◆ RECORDS SUPPLIED ◆

════════════════════

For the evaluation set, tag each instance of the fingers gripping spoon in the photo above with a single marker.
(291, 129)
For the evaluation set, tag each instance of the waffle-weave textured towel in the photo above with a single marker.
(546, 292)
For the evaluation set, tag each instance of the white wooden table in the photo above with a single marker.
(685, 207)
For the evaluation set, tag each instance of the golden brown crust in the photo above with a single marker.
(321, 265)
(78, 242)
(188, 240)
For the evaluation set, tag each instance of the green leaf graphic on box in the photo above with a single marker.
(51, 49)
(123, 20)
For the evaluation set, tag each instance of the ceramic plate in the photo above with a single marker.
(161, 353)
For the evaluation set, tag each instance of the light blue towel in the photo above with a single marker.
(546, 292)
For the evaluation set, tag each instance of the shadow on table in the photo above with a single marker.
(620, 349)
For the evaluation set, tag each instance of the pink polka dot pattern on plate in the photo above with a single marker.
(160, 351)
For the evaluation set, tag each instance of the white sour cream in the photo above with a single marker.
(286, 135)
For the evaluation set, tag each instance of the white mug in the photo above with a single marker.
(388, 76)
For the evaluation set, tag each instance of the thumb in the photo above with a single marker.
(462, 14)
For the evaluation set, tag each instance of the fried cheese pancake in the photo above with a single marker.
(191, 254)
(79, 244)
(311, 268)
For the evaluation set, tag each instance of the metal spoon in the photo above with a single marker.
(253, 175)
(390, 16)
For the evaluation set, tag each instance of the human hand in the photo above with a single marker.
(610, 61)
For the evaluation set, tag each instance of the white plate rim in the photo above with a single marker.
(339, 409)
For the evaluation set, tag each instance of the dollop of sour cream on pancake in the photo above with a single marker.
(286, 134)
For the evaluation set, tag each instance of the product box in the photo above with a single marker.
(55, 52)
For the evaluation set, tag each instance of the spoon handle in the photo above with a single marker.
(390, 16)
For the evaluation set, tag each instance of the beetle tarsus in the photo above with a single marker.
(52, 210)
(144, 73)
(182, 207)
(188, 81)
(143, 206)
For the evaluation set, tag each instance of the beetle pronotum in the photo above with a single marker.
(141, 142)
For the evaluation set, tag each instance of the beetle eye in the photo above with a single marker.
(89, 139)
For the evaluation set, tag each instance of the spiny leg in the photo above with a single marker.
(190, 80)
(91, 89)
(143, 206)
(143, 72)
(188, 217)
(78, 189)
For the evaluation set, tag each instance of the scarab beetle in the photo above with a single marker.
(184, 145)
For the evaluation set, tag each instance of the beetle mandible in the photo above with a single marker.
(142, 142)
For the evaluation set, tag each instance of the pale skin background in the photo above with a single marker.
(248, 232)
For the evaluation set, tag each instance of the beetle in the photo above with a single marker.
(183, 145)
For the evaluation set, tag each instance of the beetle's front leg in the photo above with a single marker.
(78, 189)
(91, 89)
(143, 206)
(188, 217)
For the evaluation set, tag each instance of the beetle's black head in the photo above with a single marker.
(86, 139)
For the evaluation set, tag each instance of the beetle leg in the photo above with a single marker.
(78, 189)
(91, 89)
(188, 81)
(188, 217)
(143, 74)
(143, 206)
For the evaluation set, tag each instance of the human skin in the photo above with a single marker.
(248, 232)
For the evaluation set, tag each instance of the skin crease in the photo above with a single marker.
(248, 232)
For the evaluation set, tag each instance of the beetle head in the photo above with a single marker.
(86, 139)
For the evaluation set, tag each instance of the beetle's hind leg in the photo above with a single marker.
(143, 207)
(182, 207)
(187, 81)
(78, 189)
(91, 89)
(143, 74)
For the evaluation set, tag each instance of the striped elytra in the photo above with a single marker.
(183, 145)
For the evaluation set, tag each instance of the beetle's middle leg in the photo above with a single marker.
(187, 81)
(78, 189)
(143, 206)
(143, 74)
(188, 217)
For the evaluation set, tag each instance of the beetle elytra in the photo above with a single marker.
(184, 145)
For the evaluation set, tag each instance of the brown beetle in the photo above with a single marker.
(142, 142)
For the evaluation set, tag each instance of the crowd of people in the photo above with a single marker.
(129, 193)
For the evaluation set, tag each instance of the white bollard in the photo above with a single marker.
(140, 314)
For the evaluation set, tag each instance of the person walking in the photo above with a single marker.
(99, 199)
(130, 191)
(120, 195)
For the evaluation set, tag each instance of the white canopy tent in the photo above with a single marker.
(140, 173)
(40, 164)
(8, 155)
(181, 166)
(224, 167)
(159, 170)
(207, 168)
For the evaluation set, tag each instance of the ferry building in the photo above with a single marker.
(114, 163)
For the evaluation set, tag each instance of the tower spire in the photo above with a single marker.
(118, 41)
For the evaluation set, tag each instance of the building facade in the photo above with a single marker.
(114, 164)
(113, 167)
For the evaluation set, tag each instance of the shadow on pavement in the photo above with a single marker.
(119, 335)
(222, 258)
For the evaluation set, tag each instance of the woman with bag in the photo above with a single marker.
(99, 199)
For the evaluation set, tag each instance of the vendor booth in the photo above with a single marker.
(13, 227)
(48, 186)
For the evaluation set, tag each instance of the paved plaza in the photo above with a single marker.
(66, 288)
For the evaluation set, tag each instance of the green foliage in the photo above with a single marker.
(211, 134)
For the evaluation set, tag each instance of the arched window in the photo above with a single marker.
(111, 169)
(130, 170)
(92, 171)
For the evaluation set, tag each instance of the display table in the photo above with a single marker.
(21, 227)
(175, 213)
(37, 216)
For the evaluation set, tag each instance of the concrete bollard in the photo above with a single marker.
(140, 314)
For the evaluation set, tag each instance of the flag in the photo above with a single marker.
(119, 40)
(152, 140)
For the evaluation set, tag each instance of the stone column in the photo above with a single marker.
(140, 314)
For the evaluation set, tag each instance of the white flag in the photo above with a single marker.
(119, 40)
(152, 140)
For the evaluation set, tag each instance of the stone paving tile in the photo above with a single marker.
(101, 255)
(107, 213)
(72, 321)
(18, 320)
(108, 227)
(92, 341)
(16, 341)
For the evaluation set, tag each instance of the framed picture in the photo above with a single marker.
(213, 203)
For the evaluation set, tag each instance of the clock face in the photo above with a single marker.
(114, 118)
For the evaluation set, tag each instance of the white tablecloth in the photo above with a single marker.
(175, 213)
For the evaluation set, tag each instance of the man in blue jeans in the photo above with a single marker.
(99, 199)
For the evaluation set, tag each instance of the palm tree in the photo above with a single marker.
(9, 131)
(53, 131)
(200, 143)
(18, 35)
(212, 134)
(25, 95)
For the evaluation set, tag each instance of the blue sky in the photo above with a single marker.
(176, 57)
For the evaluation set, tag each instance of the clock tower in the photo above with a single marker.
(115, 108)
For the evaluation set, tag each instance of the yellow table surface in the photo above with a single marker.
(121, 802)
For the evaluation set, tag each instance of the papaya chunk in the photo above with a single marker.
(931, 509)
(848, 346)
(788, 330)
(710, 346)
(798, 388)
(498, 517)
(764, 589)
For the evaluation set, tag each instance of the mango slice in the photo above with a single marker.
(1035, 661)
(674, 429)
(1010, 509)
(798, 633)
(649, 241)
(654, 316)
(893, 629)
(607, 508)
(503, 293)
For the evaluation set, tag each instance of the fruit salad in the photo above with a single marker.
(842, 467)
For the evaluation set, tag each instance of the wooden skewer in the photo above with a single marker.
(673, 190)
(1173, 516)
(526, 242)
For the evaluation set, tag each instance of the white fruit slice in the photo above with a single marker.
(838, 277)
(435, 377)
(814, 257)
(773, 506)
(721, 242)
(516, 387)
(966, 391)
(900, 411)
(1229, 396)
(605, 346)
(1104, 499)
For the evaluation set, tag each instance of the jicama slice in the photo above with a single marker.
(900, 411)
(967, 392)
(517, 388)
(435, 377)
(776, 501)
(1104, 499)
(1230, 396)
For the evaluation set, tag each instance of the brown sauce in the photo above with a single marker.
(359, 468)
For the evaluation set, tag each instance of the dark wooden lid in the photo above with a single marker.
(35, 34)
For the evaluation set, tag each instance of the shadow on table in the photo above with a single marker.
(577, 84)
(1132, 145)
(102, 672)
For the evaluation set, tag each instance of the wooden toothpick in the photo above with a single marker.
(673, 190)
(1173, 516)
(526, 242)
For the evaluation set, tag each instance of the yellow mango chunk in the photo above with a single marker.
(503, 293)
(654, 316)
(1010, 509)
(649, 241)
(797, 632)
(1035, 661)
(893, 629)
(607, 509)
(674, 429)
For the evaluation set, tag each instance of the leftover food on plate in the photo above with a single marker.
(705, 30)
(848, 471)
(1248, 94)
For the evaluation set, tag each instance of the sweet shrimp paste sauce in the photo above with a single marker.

════════════════════

◆ WRITTEN TASK ◆
Starting from the line with "For the evaluation set, tag each instance of the blue" and ending with the final line of the data, quote every line exactly, both ends included.

◆ OUTPUT FOR THIS EXERCISE ◆
For the evaluation set, tag each instance of the blue sky in the photo above with a single marker.
(176, 57)
For the evaluation set, tag each instance of the clock tower in the photo above with a single marker.
(115, 108)
For the evaluation set, tag each instance of the yellow table surface in the photo above with a single marker.
(121, 802)
For the evaluation set, tag each instance of the papaya chunk in the photo above with a single marker.
(931, 509)
(848, 346)
(788, 330)
(710, 346)
(798, 388)
(498, 517)
(764, 589)
For the evaluation set, tag each instance of the mango slice in the photo above with a single marker.
(1035, 661)
(674, 429)
(1010, 509)
(798, 633)
(649, 241)
(654, 316)
(893, 629)
(607, 508)
(503, 293)
For the evaluation set, tag each instance of the fruit salad in the photo above with a single marker.
(842, 467)
For the evaluation set, tag each instance of the wooden skewer in the photo above with a single marker.
(673, 190)
(1173, 516)
(526, 242)
For the evaluation set, tag each instance of the white fruit slice in the photo above with a single marker.
(838, 277)
(435, 377)
(814, 257)
(773, 506)
(721, 242)
(516, 387)
(966, 391)
(900, 411)
(1229, 396)
(605, 346)
(1104, 499)
For the evaluation set, tag each instance of the jicama slice in the photo above with a single marker.
(900, 411)
(967, 392)
(517, 388)
(435, 377)
(776, 501)
(1104, 499)
(1230, 396)
For the evaluation set, tag each instance of the brown sauce in the photo above with a single marker.
(359, 468)
For the evaluation set, tag each instance of the dark wooden lid in the photo above with a single marker.
(35, 34)
For the evaluation set, tag each instance of the shadow on table in the photo above with a single marker.
(577, 84)
(1132, 145)
(102, 672)
For the evaluation set, tag each instance of the wooden toothpick in the photo above with a single marker.
(673, 190)
(1173, 516)
(526, 242)
For the evaluation set, tag each instance of the yellow mango chunk in the photo above with a single marker.
(503, 293)
(654, 316)
(1010, 509)
(649, 241)
(797, 632)
(1035, 661)
(893, 629)
(607, 509)
(674, 429)
For the evaluation set, tag each instance of the leftover food on plate in the photo above with a single marker.
(705, 30)
(848, 471)
(1248, 94)
For the evaluation set, tag each instance of the sweet shrimp paste sauce in the photo above with a single marker.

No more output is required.